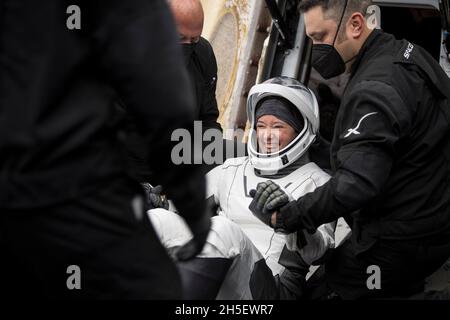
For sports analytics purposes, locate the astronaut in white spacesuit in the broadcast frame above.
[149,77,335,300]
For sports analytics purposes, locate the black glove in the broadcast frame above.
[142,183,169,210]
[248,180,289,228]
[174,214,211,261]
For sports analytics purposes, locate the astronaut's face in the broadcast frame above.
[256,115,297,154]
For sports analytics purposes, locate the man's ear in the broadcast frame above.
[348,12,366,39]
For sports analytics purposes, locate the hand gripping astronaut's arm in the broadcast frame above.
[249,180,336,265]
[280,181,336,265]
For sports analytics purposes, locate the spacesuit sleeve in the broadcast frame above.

---

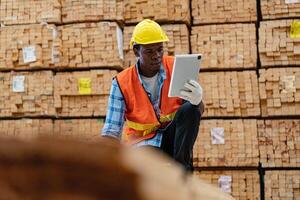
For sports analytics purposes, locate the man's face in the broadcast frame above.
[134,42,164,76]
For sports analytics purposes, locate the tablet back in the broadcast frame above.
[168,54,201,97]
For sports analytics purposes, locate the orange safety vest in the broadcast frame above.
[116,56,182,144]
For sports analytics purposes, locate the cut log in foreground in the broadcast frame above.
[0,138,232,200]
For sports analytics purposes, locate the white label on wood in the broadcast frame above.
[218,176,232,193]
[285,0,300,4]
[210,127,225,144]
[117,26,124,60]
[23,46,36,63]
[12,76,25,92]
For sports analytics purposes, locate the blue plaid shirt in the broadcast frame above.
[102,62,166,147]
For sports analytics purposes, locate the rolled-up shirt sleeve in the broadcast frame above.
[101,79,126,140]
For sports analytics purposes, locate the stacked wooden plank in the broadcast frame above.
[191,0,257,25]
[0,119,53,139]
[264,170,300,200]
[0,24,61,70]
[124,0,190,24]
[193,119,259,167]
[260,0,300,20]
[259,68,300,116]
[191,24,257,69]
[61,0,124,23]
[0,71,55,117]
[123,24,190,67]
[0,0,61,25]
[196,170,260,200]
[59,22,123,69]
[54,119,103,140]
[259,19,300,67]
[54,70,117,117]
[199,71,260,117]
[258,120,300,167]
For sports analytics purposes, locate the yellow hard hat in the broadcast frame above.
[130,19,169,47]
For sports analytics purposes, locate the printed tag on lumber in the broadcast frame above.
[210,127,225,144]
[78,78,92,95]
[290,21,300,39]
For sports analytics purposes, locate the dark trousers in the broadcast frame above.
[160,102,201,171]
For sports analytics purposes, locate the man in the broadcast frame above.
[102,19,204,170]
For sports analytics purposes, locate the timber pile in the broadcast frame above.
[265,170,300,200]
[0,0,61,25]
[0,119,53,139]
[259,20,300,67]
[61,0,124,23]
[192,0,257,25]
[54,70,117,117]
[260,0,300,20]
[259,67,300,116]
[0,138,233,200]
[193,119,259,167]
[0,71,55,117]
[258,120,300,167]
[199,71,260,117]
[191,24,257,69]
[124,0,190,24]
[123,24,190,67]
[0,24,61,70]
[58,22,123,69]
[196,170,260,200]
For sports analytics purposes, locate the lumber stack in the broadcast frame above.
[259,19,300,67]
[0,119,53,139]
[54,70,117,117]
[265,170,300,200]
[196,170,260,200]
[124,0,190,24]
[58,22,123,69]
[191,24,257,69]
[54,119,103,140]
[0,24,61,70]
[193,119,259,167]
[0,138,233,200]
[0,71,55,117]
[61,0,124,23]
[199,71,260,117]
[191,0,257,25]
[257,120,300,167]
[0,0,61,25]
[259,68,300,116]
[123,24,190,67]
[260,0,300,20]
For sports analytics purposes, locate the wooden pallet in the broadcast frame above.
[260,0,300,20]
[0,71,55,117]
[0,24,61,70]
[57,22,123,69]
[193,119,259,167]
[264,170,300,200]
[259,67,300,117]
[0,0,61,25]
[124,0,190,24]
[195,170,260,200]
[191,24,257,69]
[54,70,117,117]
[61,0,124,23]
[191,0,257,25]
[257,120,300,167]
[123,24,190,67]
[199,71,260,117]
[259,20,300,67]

* * *

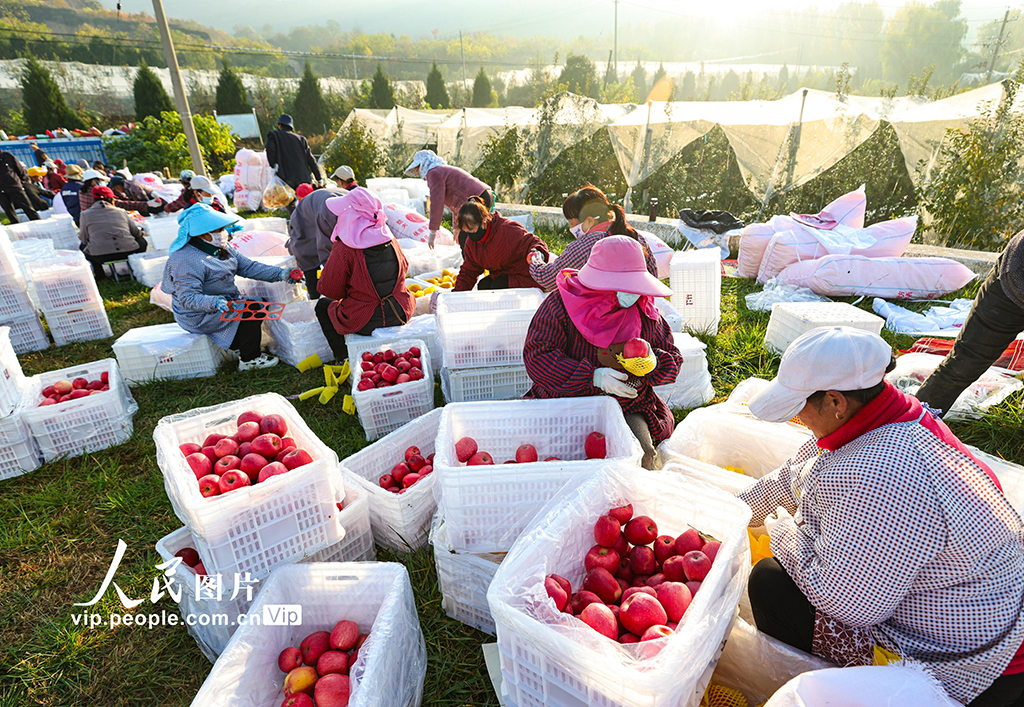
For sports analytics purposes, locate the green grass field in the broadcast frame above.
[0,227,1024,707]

*STATED EXERCISE*.
Update the data from the line with "For sports analytics purposes, locate the astronaut in" up to and including the line with "[256,115,297,154]". Replace "broadcast frame" with "camera shot" and keep everything else the same.

*PROBLEM SOLUTION*.
For sports analytics purposes, locate the astronaut in white spacesuit in the camera shot above.
[149,77,335,300]
For sports analytics purposes, locate the black glove in the camera shot above.
[142,183,169,210]
[248,180,289,228]
[174,214,211,261]
For sports analytics purposes, locate the astronaut's face in the camera shot above.
[256,115,297,154]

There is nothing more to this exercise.